▸ Given problem: Collect every line from the items below that contains the word "point".

▸ Supplied information:
------------------------------------
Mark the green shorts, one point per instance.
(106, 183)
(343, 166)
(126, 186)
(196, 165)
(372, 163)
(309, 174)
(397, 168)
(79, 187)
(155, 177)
------------------------------------
▸ Output of the task:
Mark the green shorts, one point per instance.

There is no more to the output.